++++ DATA EXCERPTS
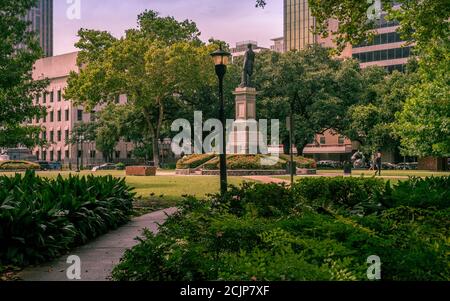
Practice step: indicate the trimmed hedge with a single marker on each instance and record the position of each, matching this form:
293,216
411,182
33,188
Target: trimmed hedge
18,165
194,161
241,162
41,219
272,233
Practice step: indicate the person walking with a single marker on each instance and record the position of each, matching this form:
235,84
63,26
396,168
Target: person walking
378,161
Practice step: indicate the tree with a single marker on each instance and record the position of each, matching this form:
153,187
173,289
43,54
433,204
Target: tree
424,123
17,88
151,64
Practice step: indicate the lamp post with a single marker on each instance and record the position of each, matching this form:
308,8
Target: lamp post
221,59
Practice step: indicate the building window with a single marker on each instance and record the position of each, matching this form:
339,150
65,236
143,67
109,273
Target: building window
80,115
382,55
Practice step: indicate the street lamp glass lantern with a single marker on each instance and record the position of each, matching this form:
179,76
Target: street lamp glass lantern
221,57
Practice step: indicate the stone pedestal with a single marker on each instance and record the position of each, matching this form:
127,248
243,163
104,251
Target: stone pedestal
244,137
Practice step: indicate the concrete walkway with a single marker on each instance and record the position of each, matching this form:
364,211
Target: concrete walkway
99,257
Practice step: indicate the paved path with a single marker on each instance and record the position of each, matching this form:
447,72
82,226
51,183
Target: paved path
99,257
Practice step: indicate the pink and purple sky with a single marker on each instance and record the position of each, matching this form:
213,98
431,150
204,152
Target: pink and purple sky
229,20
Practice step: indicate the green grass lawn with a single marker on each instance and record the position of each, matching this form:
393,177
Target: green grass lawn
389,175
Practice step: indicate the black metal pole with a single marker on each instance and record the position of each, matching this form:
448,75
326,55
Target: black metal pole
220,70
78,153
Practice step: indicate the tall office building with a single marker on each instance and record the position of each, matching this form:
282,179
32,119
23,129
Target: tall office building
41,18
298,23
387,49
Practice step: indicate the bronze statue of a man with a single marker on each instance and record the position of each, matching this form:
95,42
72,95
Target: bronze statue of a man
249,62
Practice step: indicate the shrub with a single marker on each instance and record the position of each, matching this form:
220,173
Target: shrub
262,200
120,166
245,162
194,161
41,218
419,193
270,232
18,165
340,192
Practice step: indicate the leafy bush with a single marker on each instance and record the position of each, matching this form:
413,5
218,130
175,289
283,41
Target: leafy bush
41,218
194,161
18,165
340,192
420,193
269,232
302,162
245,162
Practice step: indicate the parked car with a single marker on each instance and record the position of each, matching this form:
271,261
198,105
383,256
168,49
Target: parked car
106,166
++++++++
# PROBLEM STATEMENT:
Could you repeat all of the data exactly, minus the pictures?

# ANSWER AREA:
Practice step: indicate the trimmed hedge with a single marker on each instance and record the position of each, matching this form:
293,216
411,182
33,188
Target: trimmed hedge
18,165
194,161
241,162
41,219
272,233
Practice step: indicate the person walking with a single marker on each instance and record the position of each, matching this form:
235,84
63,26
396,168
Target: person walking
378,161
Practice step: indicate the tree with a single marker on each instance and record the position of each, matching this form:
153,187
173,289
43,54
433,204
Target: tree
424,123
17,88
151,64
Practice step: indicate the lamp post with a single marker on each instance and record the position of each, matching this form:
308,8
Target: lamp post
221,59
Practice step: indicate the building window with a single marker on each instance and record the position of each, matching this form:
339,150
65,236
143,67
109,273
Target: building window
80,115
382,55
Practice step: indicate the street lamp glass lantern with a single marker on each instance and record the position of each, matching this form:
179,76
Target: street lamp glass lantern
221,57
Practice step: indicate the stone pedestal with a single marker on each instance and record the position of each, matching this form:
127,248
243,163
104,251
Target: stone pedestal
244,137
Practice step: indicate the concrete walkway with a single marker on each instance and record the position of each, matching this form:
364,211
Target: concrete walkway
99,257
Practice step: indicate the paved path with a single marker on each instance and record the position of each, matching this form:
447,72
82,226
51,183
Target: paved path
99,257
Practice step: indicate the pink and purple sky with a single marker on each instance and record the position of each, matching this form:
213,98
431,150
204,152
Target: pink and purple sky
229,20
Practice step: indicate the green grass lawn with a single marker on each instance and record the position of each, matching this form:
393,177
Target: green grass lawn
389,175
Practice step: indicate the black metal pole with a single marker on each instance and record the position of each, matching this form:
448,75
326,55
Target: black metal pole
220,70
78,153
Practice step: indicate the tall office building with a single marker on each instance and record the position of each, matching this form:
282,179
32,119
23,129
Target: tall office building
41,18
298,23
387,49
Practice step: indicate the bronze statue of a man with a single marker on each instance and record the position of each, matching this form:
95,42
72,95
Target: bronze statue of a man
249,62
Practice step: indicate the shrub with a single marker on each instance and record the position of each, matching this form:
220,173
Target: shrub
262,200
120,166
245,162
194,161
41,218
419,193
270,232
18,165
340,192
Practice step: indicate the leafy bush with a single marker on each instance and record the position of each, matching this form:
413,5
218,130
175,289
283,41
Target: leafy bush
41,218
194,161
18,165
340,192
420,193
269,232
302,162
245,162
Practice step: indicate the parked car with a single marker on each instance and record the position of each, matching this form:
271,261
198,105
383,256
168,49
Target: parked car
106,166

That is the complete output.